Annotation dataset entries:
· · · ·

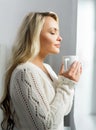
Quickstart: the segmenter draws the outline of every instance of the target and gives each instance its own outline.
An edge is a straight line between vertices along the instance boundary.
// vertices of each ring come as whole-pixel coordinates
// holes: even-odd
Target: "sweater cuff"
[[[77,84],[77,82],[75,82],[69,78],[66,78],[64,76],[61,76],[61,75],[58,76],[58,81],[59,81],[59,83],[69,85],[70,87]]]

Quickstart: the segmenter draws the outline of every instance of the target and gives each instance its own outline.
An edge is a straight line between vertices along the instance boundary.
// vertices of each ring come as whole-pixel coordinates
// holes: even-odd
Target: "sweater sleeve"
[[[14,109],[24,128],[53,130],[58,128],[64,115],[70,112],[75,83],[67,78],[58,77],[55,96],[50,104],[42,93],[42,79],[36,72],[18,70],[10,84]]]

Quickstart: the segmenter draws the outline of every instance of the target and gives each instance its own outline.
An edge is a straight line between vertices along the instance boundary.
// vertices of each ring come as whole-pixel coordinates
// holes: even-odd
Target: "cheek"
[[[41,44],[41,47],[47,48],[47,47],[52,46],[54,44],[54,42],[53,42],[52,38],[49,36],[41,36],[40,44]]]

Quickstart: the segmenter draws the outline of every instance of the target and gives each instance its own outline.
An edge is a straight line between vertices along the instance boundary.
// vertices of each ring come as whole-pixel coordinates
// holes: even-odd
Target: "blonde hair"
[[[47,16],[58,21],[57,15],[53,12],[30,12],[21,24],[15,46],[13,47],[11,64],[5,75],[5,91],[0,103],[0,108],[4,113],[4,119],[1,124],[3,130],[13,130],[14,127],[9,95],[11,74],[18,64],[24,63],[30,58],[34,59],[38,55],[40,51],[40,32]]]

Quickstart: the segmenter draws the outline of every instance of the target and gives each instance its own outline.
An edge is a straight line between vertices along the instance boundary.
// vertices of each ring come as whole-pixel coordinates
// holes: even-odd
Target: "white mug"
[[[64,70],[67,71],[70,66],[73,64],[73,62],[78,61],[77,55],[66,55],[63,56],[63,63],[64,63]]]

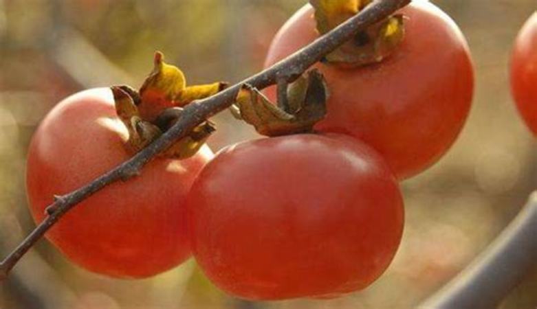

· · · ·

Goal
Format every line of the items above as a Markdown table with a "Row" column holding a row number and a "Line" column holding the line, omitting blank lines. Leave the pictures out of the table.

Task output
| Row | Line |
|---|---|
| 1 | Quickstart: the segmenter draws the outline of every instance of the target and gives each instance its own outline. |
| 2 | An edge is a straight line between vertices along the instance boundary. |
| 3 | // vertices of each ring come as whole-pixel coordinates |
| 4 | // holes: even-odd |
| 5 | Target: "sweater cuff" |
| 6 | [[[77,84],[77,82],[75,82],[69,78],[66,78],[64,76],[61,76],[61,75],[58,76],[58,81],[59,81],[59,83],[69,85],[70,87]]] |
| 7 | Quickstart: the segmenter draws the outline of every instance of the target and gives each instance its own outline. |
| 8 | An edge is a straight line between vertices along the instance boundary. |
| 9 | // vertices of each ring come as whole-pixel coordinates |
| 10 | // holes: even-odd |
| 11 | Target: "sweater sleeve" |
| 12 | [[[14,109],[24,128],[53,130],[58,128],[64,115],[70,112],[75,83],[67,78],[58,77],[55,96],[50,104],[42,93],[42,79],[36,72],[18,70],[10,84]]] |
| 13 | Quickstart: the segmenter draws the outline of every instance of the target and gives each instance its own outline. |
| 14 | An edge is a straight line between vertices along the instance boundary. |
| 15 | // vertices of each ring come as whole-pixel coordinates |
| 16 | // holes: even-odd |
| 17 | Target: "cheek" |
| 18 | [[[41,44],[41,47],[47,48],[47,47],[52,46],[54,44],[54,42],[53,42],[52,38],[49,36],[41,36],[40,44]]] |
| 19 | Quickstart: the segmenter draws the outline of every instance of the target and gives each instance its own outline. |
| 20 | An edge is a straight line between vertices along the instance boundary. |
| 21 | // vertices of each ring come as whole-pixel coordinates |
| 22 | // holes: even-odd |
| 23 | Target: "blonde hair" |
| 24 | [[[47,16],[58,21],[57,15],[53,12],[30,12],[21,24],[15,46],[13,47],[11,64],[5,75],[5,91],[0,103],[0,108],[4,113],[4,119],[1,124],[3,130],[13,130],[14,127],[9,95],[11,74],[18,64],[24,63],[30,58],[34,59],[38,55],[40,51],[40,32]]] |
| 25 | Quickstart: the segmenter draws the outline of every instance of the target and gives each instance its own outline. |
| 26 | An edge is a straight line between vertices along the instance boundary. |
| 27 | // vertices of each ring come as whole-pixel coordinates |
| 28 | // holes: even-odd |
| 29 | Target: "white mug" |
| 30 | [[[64,70],[67,71],[70,66],[73,64],[73,62],[78,61],[77,55],[66,55],[63,56],[63,63],[64,63]]] |